(Saved data entries)
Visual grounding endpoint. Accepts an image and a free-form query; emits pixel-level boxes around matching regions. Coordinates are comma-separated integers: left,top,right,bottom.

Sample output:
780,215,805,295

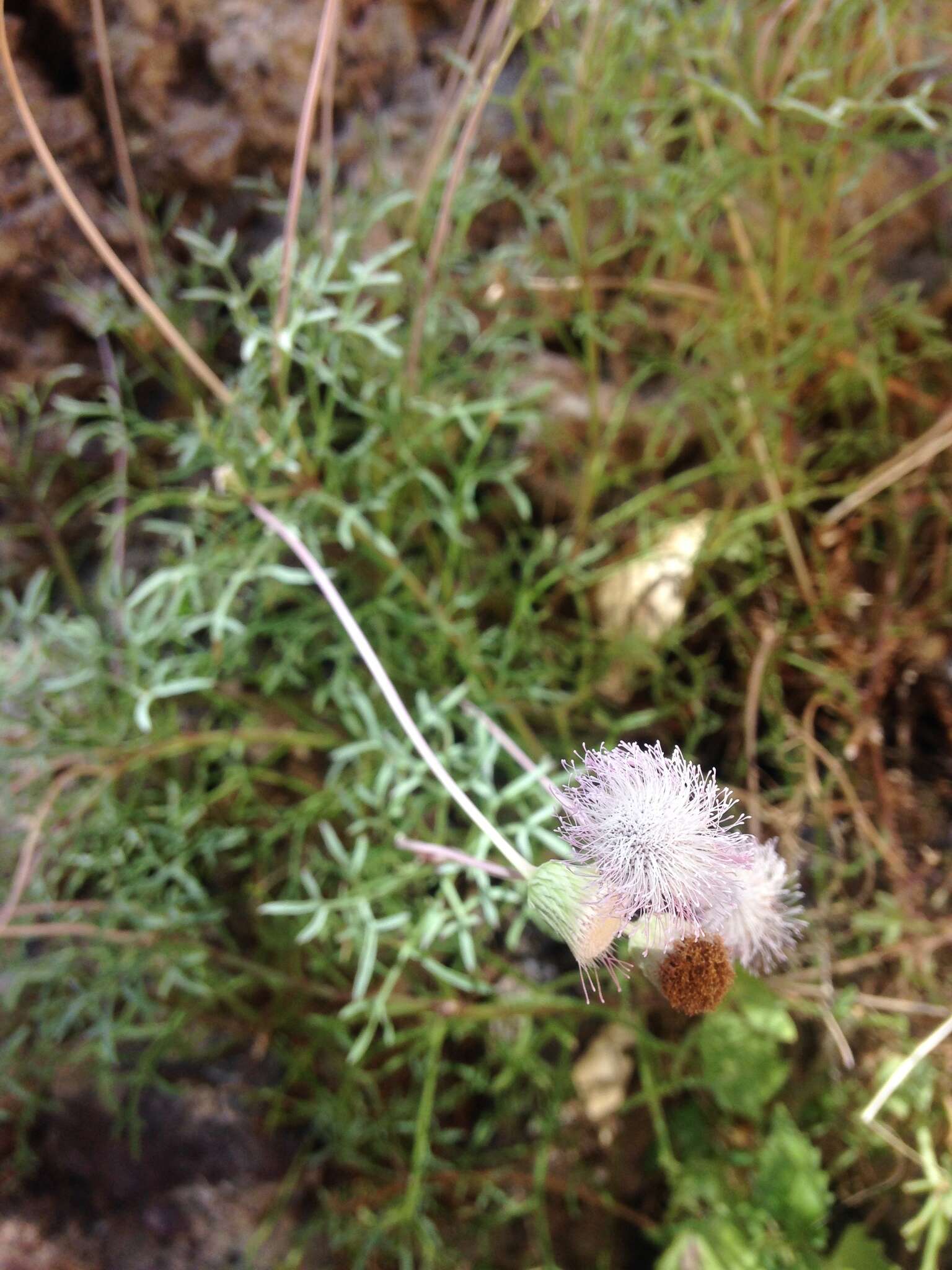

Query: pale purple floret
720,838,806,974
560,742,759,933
---
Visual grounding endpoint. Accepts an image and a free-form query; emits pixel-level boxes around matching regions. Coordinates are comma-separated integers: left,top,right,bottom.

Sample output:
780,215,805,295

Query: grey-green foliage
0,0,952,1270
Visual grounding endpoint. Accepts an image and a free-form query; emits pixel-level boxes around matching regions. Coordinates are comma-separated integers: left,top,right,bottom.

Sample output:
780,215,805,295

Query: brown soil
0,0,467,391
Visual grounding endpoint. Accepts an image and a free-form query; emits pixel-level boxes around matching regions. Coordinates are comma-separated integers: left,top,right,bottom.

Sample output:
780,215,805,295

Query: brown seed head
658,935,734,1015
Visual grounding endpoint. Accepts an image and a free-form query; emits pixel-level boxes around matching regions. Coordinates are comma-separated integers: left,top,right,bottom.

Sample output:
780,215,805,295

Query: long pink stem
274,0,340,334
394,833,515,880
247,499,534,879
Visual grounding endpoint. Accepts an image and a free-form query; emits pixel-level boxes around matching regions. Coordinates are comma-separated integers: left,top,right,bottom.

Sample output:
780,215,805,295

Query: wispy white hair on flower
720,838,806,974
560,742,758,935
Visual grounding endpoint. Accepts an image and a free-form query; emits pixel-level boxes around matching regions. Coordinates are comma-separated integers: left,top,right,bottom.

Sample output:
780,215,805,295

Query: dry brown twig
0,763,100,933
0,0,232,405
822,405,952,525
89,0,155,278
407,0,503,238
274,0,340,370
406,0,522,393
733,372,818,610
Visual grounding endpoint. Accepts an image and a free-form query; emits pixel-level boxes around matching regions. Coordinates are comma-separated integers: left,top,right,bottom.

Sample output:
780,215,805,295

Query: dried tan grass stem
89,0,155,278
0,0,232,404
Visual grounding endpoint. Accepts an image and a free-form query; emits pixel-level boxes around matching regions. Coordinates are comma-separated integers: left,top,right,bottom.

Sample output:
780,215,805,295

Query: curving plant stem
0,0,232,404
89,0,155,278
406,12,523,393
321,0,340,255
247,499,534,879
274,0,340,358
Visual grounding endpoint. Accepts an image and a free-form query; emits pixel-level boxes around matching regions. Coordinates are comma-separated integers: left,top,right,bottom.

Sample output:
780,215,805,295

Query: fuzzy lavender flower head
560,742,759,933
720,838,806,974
---
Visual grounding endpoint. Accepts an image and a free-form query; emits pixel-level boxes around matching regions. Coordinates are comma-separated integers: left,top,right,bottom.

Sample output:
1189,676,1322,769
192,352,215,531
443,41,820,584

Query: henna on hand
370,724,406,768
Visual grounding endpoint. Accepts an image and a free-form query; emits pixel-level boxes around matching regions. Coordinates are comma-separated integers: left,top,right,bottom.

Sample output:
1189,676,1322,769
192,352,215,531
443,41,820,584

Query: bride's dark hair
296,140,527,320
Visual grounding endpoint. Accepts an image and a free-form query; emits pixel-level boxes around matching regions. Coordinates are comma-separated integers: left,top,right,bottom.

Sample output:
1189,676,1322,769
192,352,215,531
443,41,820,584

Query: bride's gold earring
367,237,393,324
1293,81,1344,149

WORK TO COMPLETE> Identify each line in the rows above that contains the string "hair". Matching is case-sensitive.

EXERCISE RESPONSE>
Query: wispy white hair on flower
Query: bride's dark hair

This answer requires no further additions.